══ Trecho ══

É o fim da mais bem-sucedida carreira de um ícone na televisão brasileira. Em Silvio Santos se amalgamavam várias figuras, especialmente o empresário e o entertainer. Por sua morte, o presidente Lula decretou luto oficial de três dias.

“Silvio Santos foi a maior personalidade da história da televisão brasileira, e um dos grandes comunicadores do país. Carioca, filho de imigrantes, Senor Abravanel, seu nome de batismo, foi um empreendedor que iniciou sua vida como vendedor ambulante e construiu uma grande rede de TV e empresas dos mais diversos setores: financeiro, industrial e de comércio”, disse Lula.

Se os barões da mídia, como Roberto Marinho, preferiam a discrição – visando nos bastidores expandir seus impérios e, ao mesmo tempo, influir na política nacional –, o dono do SBT tinha outros planos: render-se aberta e despudoradamente à indústria cultural. A grade de transformação oferecida pelo “Homem do Baú” aos domingos era a maior prova disso.

Comunicador nato, com um carisma fora de série, o “patrão” criou dezenas de programas que davam destaque ao que ele chamava de “auditório”. A função de seu público era contribuir para um espetáculo não necessariamente inteligente. Daí vieram as atrações do Programa Silvio Santos, como Qual É a Música?, Porta da Esperança e Topa Tudo por Dinheiro. Vieram também tradições como a de jogar aviões de dinheiro para a plateia.

Com Silvio, os domingos na TV se tornaram um palco para atrações medíocres. Deve-se a ele, em boa medida, a tese de que a mídia serve, basicamente, à imbecilização. O ex-camelô emplacou tantos programas populares do gênero que forjou a própria indústria cultural no Brasil. É impossível contar a história da TV brasileira sem passar por Silvio Santos.

Neste século, Silvio entrou na onda dos reality shows, dando espaços na programação a futilidades como a Casa dos Artistas. Numa entrevista de 2004, quando questionado sobre os limites da baixaria na grande mídia, o empresário relativizou sem pestanejar: “Não podemos ter preconceito”.

═══
══ Dados ══

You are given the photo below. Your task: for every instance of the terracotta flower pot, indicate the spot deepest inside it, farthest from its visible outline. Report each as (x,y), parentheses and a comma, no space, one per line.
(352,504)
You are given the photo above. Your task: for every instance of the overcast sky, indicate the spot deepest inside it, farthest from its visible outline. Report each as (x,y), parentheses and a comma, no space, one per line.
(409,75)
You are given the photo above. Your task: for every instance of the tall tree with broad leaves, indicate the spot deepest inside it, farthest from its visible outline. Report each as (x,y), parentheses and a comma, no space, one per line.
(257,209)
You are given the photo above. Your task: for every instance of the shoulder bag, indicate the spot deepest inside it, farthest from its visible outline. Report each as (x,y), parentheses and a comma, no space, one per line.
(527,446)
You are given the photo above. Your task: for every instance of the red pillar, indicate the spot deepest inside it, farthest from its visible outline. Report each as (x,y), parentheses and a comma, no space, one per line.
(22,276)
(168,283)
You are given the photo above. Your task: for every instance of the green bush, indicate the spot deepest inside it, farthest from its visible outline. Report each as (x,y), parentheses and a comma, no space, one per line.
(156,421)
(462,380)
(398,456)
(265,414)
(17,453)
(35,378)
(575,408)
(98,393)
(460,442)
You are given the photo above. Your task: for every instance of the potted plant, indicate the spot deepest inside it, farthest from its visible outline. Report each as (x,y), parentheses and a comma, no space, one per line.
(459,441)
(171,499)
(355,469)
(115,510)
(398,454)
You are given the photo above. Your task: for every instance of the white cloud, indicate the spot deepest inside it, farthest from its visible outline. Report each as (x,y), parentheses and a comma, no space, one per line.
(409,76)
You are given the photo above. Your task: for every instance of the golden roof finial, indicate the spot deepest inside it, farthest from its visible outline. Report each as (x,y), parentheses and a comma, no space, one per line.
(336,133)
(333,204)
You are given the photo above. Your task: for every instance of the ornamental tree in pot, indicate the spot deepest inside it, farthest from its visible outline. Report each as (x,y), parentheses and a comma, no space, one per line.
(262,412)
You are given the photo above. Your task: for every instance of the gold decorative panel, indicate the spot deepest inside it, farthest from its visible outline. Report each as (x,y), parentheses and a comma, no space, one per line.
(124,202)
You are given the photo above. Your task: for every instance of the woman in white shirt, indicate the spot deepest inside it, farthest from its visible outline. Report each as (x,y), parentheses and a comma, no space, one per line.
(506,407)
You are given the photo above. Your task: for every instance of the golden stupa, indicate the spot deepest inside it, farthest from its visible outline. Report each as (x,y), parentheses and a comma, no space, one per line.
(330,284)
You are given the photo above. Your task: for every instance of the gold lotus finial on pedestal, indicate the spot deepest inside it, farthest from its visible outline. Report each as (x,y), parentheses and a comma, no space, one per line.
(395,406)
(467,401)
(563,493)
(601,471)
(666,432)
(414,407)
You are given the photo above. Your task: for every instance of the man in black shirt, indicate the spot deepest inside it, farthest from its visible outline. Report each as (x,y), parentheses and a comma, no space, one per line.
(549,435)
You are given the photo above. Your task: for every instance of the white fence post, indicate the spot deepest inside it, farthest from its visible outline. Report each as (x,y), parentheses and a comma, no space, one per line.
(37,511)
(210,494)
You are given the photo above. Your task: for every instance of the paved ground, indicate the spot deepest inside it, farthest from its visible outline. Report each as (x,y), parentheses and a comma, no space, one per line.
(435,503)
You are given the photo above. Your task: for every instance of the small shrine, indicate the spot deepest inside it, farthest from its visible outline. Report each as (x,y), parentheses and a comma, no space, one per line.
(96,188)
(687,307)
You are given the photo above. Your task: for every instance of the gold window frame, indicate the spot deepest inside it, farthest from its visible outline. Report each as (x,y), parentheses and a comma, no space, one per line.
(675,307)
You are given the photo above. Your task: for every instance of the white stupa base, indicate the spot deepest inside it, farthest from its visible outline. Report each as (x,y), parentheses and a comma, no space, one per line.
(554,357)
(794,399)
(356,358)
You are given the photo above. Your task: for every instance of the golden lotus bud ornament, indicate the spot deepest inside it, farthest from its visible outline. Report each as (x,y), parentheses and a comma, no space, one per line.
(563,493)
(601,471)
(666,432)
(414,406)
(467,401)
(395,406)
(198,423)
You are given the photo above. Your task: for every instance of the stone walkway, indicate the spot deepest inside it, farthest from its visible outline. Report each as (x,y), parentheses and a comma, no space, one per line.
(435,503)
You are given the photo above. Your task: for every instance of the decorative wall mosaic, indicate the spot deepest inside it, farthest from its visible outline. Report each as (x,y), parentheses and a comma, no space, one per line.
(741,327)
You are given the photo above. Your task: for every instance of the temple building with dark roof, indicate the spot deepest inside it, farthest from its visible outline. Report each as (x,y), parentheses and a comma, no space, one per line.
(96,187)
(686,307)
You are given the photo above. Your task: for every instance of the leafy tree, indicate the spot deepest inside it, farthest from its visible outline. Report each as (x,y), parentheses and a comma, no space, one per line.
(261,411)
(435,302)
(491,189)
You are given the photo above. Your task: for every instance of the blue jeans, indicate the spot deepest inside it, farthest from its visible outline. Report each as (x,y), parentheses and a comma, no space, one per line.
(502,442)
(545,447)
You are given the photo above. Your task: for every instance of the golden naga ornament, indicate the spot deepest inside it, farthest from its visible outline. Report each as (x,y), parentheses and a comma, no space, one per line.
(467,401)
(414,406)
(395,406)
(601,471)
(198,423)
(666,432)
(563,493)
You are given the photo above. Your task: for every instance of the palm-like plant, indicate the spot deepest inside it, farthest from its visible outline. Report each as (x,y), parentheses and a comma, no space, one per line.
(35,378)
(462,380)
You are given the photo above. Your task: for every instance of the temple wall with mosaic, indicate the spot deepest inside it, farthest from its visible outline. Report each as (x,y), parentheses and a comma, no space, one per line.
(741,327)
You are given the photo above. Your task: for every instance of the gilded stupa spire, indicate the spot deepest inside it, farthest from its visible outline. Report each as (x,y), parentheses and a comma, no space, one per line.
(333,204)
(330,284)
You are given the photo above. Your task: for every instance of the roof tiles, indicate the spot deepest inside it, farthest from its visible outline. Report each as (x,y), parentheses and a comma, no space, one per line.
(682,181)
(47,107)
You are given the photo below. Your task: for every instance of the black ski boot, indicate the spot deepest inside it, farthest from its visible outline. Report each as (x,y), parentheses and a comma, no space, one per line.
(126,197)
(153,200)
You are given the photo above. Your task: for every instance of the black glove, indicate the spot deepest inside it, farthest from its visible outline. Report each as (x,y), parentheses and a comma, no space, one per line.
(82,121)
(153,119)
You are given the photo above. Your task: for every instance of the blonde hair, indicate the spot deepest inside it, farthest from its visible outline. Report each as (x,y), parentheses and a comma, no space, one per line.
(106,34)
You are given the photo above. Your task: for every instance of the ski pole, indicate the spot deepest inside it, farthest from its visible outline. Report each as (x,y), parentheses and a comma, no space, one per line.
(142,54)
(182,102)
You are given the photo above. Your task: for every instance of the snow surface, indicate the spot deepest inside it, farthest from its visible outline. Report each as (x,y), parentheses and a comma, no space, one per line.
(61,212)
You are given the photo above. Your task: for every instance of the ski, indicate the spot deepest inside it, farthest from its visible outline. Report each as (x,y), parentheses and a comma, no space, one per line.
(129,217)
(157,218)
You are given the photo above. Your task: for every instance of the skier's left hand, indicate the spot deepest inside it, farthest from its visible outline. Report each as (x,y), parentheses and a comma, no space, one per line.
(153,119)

═══

**Tarefa proposta A:**
Indique se cada afirmação abaixo está de acordo com o trecho sobre Silvio Santos. Responda sim ou não e cite, entre aspas, as palavras do trecho que decidem a questão.
(i) Por causa da morte de Silvio Santos, Lula decretou luto oficial de sete dias.
(ii) Segundo Lula, Silvio Santos era carioca e filho de imigrantes.
(iii) Roberto Marinho é citado como um barão da mídia que preferia a discrição.
**Tarefa proposta B:**
Responda às perguntas abaixo com base no trecho sobre Silvio Santos.
(i) Qual era o nome de batismo de Silvio Santos?
(ii) Segundo Lula, com que atividade Silvio Santos iniciou sua vida?
(iii) Que reality show aparece no trecho como exemplo das futilidades incluídas na programação?

**Resposta escrita A:**
(i) Não: "o presidente Lula decretou luto oficial de três dias".
(ii) Sim: "Carioca, filho de imigrantes".
(iii) Sim: "Se os barões da mídia, como Roberto Marinho, preferiam a discrição".

**Resposta escrita B:**
(i) Senor Abravanel.
(ii) Como vendedor ambulante.
(iii) A Casa dos Artistas.